После развертывания в Сибири в 1920 г. кампании по выполнению продразверстки активизировались противники советской власти, опиравшиеся на недовольство крестьянства. Летом 1920 г. крупные антисоветские вооруженные мятежи произошли в Алтайской, Семипалатинской, Томской и других губерниях. Самым значительным стало восстание в Славгородском уезде Омской губернии, охватившее затем значительную часть Алтайской, Семипалатинской и Павлодарской губерний. Руководители мятежа — Плотников, Шишкин и другие — широко использовали недовольство крестьян продразверсткой, проводили массовые мобилизации на основе эсеровских лозунгов, доведя численность так называемой «Народной повстанческой армии» до 10 тыс. чел. В руководстве восстанием объединились эсеры, белогвардейцы, колчаковские офицеры, «кулаки». Мятеж удалось подавить только совместными усилиями войсковых соединений, подразделений ВЧК, отрядов милиции, частей особого назначения (ЧОН), организованных в Сибири в 1920 г. в помощь органам ЧК и милиции из коммунистов и комсомольцев региона. В боях погибло до полутора тысяч повстанцев [11, № 3–4, С. 86–87].

5–6 июля 1920 г. вспыхнул Колыванский мятеж. Только в первые дни мятежа было замучено и убито 150 коммунистов. На подавление восстания власти направили крупные воинские силы, в том числе сводный отряд милиции и красноармейцев (около 150 чел.) из Новониколаевска, конный отряд милиции из Каргатского уезда. Расправлялись с мятежниками жестоко. Все захваченные с оружием в руках расстреливались на месте. Кроме того, по постановлению органов ВЧК было расстреляно более 150 предпринимателей, торговцев, белогвардейцев, эсеров. Более тысячи участников мятежа были осуждены революционным трибуналом. После разгрома основных сил мятежников отдельные группы по пять–десять человек, организовавшись как банды, еще долго действовали на территории губернии [8, 1920, 14,16 июля].

**ЗАДАНИЯ:**
**A)** Назовите все губернии, упомянутые в отрывке о мятежах в Сибири.
**B)** Допишите отрывок о мятежах в Сибири 1920 года, начав сразу после его последнего предложения.

**ИСХОДНЫЕ ДАННЫЕ:**
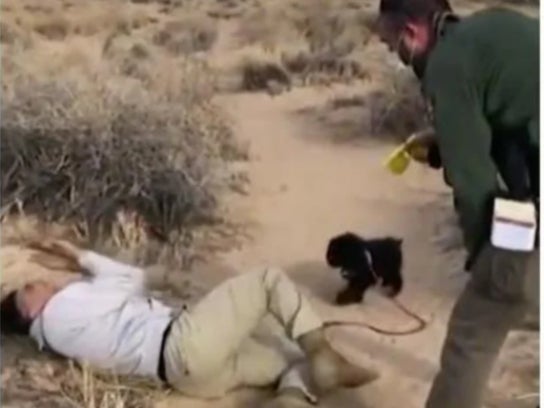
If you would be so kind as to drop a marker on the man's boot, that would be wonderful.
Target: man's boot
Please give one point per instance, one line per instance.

**ОТВЕТЫ К ЗАДАНИЯМ:**
**A)** Алтайская, Семипалатинская, Томская, Омская, Павлодарская.

**B)**
Летом 1920 г. происходили восстания и в других районах Сибири. Одним из крупных стало антисоветское восстание в Бухтарминском районе на Алтае. Офицер Козлов и его однофамилец — атаман Козлов, а также волостной старшина Мамонтов сумели привлечь в ряды восставших более 1,5 тыс. чел. [12, С. 229–234]. Повстанцы в первую очередь убивали коммунистов, советских и продовольственных работников, сельских активистов, заставляли население прекращать сдачу продуктов по продразверстке, не выполнять другие государственные повинности, насильно мобилизовывали в свои ряды крестьян. Ответные меры со стороны сторонников советской власти были не менее жестокими. Так, во время подавления крестьянского восстания в Славгородском уезде конный отряд под командованием начальника уездной милиции численностью 97 чел. уничтожил более 200 повстанцев [5, С. 65–67].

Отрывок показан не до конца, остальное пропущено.